### EXERCISE GOAL
Return each line of the rows below that contains the string "shirt". Matches are case-sensitive.

### MATERIAL FOR THE TASK
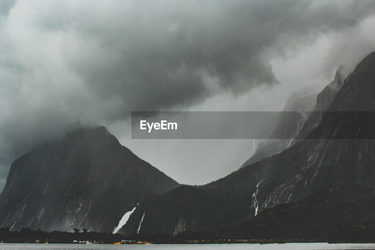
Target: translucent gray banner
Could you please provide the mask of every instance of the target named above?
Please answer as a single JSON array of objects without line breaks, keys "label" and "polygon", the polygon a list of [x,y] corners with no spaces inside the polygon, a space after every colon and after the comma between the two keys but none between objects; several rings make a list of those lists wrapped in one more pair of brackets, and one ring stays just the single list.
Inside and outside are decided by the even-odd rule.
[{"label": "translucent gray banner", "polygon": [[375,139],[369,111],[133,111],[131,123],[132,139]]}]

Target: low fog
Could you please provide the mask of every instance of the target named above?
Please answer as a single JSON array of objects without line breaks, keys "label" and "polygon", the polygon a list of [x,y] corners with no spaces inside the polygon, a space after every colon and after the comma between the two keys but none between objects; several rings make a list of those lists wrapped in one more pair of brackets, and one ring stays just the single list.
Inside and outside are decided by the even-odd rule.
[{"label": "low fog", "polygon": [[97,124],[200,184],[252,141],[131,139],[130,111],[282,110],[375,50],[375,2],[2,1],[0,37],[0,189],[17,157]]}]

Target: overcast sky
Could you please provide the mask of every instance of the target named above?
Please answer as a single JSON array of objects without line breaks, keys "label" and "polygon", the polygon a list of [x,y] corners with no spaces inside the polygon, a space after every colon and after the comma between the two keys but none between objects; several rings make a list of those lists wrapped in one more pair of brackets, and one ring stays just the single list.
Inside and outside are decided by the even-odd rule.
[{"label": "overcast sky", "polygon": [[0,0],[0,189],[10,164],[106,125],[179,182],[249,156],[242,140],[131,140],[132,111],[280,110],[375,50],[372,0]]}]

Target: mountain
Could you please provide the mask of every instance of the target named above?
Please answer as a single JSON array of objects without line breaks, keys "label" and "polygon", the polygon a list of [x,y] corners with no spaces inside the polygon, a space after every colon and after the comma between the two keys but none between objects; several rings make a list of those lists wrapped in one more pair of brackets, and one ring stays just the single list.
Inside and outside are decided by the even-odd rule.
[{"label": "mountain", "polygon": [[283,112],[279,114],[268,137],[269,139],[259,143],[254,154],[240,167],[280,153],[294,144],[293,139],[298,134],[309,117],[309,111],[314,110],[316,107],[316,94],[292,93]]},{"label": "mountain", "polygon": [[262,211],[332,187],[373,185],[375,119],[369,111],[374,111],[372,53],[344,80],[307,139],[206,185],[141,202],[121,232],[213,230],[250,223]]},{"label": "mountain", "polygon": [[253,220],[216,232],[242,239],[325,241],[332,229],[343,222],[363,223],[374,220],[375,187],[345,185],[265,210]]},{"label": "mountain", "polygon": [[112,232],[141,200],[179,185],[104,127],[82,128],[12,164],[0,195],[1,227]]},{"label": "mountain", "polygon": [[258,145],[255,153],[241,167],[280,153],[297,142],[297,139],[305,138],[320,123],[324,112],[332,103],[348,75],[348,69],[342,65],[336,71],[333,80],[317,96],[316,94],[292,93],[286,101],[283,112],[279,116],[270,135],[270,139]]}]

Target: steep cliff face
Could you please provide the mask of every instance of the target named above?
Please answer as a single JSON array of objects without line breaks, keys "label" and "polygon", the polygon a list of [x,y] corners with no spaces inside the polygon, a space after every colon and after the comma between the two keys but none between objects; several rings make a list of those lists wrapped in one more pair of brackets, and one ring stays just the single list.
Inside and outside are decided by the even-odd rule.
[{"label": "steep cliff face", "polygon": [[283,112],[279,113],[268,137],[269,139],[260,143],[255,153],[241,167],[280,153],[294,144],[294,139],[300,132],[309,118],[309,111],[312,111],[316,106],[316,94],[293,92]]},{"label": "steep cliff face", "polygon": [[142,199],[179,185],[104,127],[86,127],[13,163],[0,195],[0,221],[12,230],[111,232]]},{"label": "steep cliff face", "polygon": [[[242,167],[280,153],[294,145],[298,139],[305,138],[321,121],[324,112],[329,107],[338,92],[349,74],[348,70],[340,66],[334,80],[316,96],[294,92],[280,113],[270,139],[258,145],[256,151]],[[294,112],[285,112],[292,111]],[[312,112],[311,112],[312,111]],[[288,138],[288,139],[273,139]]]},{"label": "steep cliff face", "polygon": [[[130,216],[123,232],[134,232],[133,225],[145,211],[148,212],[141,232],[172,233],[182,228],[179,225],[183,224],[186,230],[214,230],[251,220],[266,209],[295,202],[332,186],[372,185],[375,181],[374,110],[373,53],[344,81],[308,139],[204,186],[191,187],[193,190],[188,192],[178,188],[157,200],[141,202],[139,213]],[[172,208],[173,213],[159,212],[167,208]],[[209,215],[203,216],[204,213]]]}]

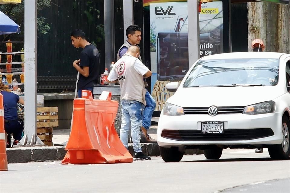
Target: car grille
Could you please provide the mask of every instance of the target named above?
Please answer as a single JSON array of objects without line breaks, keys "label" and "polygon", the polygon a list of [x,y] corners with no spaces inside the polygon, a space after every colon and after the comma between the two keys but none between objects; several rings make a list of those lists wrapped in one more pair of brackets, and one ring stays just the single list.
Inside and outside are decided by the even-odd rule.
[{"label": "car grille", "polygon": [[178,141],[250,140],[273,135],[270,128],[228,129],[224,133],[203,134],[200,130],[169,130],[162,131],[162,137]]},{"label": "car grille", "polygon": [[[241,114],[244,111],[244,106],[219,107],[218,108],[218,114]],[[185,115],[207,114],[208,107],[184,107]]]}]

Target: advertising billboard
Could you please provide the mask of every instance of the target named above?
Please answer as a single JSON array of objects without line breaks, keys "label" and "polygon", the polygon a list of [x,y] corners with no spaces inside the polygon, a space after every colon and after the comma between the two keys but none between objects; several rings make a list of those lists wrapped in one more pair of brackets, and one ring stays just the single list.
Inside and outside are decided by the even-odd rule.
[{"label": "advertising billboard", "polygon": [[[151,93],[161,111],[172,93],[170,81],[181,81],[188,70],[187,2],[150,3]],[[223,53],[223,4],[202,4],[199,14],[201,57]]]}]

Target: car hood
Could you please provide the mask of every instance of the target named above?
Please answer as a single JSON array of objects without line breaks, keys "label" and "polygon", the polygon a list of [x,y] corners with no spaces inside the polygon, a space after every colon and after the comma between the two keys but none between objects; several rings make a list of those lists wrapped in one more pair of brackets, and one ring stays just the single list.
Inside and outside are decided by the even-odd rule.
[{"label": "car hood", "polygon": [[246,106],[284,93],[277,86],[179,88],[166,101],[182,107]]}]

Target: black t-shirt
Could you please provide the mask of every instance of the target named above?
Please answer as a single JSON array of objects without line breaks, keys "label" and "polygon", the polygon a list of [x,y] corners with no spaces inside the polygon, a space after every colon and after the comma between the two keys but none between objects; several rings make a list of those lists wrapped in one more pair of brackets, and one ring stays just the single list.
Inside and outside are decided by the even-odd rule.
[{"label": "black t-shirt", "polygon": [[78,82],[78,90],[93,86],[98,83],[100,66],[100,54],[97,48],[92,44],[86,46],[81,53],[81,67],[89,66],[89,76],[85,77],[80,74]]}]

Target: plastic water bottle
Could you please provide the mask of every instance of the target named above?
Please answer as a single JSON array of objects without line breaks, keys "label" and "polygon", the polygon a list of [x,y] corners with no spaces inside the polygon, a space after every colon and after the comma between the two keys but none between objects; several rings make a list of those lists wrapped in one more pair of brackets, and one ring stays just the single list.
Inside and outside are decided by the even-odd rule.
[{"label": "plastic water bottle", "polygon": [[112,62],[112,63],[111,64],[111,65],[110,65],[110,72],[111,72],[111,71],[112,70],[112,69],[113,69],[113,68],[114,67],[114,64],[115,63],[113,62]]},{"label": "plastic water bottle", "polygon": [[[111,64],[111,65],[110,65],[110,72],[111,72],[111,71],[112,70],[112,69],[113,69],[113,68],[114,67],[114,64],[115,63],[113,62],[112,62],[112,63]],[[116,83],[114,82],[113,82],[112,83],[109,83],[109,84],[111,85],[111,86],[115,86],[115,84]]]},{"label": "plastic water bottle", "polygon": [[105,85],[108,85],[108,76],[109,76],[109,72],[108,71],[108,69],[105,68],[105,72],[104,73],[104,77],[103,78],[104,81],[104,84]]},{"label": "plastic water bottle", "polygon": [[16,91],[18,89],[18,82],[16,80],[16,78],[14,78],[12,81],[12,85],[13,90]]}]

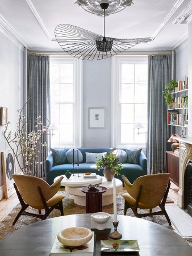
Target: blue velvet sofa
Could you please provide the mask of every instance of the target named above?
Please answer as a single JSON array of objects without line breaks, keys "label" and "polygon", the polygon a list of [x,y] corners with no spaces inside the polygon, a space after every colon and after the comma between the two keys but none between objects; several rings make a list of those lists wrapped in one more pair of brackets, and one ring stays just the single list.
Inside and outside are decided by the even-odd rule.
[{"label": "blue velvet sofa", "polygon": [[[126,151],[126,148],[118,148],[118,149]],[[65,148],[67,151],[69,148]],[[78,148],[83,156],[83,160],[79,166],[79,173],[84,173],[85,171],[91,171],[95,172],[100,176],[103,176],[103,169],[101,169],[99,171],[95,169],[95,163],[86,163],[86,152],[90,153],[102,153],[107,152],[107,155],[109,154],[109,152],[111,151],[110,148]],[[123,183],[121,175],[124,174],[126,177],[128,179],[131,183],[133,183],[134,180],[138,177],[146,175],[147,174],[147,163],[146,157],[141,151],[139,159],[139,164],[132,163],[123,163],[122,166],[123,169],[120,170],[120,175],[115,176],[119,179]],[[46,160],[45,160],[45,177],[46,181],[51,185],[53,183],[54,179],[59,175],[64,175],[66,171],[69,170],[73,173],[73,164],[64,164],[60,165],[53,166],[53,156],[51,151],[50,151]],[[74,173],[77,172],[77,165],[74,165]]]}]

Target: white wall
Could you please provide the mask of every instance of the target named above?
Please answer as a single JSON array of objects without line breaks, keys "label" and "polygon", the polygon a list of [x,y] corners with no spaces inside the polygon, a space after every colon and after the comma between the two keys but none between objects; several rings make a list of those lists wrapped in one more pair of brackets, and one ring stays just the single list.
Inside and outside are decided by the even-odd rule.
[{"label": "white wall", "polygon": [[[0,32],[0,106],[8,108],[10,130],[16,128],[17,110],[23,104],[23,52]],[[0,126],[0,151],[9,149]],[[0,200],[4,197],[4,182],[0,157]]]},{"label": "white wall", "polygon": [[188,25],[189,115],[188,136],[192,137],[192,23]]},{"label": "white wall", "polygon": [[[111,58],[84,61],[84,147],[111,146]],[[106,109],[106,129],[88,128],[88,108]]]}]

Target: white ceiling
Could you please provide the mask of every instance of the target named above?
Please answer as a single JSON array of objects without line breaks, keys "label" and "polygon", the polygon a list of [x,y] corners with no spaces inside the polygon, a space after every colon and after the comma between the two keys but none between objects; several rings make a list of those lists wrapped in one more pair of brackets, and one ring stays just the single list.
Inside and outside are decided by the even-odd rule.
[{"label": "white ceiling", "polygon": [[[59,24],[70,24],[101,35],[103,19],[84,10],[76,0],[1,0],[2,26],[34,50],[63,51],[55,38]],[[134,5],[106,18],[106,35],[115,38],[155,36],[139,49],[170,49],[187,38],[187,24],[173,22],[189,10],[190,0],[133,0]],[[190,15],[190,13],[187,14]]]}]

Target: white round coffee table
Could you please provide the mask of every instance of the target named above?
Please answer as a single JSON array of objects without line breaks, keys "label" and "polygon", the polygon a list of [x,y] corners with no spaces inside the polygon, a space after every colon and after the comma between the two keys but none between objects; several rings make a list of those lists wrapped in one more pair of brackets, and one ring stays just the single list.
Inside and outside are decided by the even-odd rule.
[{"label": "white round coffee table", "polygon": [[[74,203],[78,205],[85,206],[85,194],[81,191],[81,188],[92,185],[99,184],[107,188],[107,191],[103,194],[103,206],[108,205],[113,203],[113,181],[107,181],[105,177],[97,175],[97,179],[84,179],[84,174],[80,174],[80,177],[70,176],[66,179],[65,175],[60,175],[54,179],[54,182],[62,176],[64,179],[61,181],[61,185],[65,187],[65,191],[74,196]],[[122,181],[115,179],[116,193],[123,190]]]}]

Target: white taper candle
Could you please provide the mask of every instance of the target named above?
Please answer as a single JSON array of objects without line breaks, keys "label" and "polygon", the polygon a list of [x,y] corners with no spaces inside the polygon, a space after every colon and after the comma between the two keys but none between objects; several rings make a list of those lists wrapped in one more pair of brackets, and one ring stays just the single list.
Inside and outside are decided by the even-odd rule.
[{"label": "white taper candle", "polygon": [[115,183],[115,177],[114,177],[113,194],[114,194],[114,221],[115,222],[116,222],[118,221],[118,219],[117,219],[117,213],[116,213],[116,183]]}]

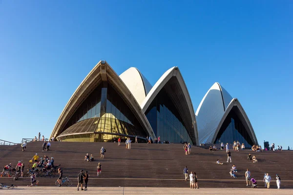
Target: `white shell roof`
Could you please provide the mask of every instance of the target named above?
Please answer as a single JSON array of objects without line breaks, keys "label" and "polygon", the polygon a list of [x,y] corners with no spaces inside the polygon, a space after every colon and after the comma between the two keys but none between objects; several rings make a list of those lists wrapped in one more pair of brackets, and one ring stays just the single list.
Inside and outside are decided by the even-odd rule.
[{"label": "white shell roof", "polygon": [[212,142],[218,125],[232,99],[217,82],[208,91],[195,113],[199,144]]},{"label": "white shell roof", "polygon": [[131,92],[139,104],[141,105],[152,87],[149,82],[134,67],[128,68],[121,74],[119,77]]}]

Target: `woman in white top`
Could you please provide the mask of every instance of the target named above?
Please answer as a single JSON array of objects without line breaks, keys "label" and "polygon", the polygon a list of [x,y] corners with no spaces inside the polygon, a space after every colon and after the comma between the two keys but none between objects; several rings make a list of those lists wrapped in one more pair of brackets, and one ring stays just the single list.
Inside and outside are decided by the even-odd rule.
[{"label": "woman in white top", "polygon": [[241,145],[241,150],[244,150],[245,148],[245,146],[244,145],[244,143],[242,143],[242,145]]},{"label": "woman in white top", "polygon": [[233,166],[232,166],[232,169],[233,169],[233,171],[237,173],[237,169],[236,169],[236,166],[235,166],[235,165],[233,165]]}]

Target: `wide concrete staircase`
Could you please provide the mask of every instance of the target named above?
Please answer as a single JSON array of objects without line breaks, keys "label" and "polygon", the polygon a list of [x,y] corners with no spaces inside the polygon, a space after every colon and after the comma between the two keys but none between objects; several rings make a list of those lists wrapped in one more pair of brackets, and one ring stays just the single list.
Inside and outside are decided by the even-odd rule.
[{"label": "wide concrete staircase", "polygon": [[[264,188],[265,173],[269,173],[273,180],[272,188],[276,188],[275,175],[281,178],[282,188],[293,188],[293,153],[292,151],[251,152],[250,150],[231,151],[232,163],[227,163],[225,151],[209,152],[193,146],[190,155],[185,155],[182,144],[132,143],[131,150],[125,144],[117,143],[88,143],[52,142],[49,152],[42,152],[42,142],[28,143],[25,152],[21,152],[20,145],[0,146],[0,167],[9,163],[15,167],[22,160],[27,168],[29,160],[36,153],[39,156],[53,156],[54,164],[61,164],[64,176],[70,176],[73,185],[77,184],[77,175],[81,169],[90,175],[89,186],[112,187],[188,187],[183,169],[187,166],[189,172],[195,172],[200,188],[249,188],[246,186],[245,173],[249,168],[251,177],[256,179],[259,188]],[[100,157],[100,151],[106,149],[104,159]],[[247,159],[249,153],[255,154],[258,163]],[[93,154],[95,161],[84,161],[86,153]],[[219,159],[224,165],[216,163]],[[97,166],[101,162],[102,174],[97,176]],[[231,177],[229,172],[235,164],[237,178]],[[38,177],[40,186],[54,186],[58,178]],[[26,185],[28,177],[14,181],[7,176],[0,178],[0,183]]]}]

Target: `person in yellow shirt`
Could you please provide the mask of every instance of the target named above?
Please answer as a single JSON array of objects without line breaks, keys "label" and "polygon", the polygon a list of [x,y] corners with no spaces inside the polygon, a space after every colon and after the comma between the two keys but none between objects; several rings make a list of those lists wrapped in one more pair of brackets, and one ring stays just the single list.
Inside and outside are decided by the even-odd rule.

### RESPONSE
Target: black t-shirt
[{"label": "black t-shirt", "polygon": [[78,82],[78,90],[93,86],[98,83],[100,66],[100,54],[97,48],[92,44],[86,46],[81,53],[81,67],[89,66],[89,76],[85,77],[80,74]]}]
Target: `person in yellow shirt`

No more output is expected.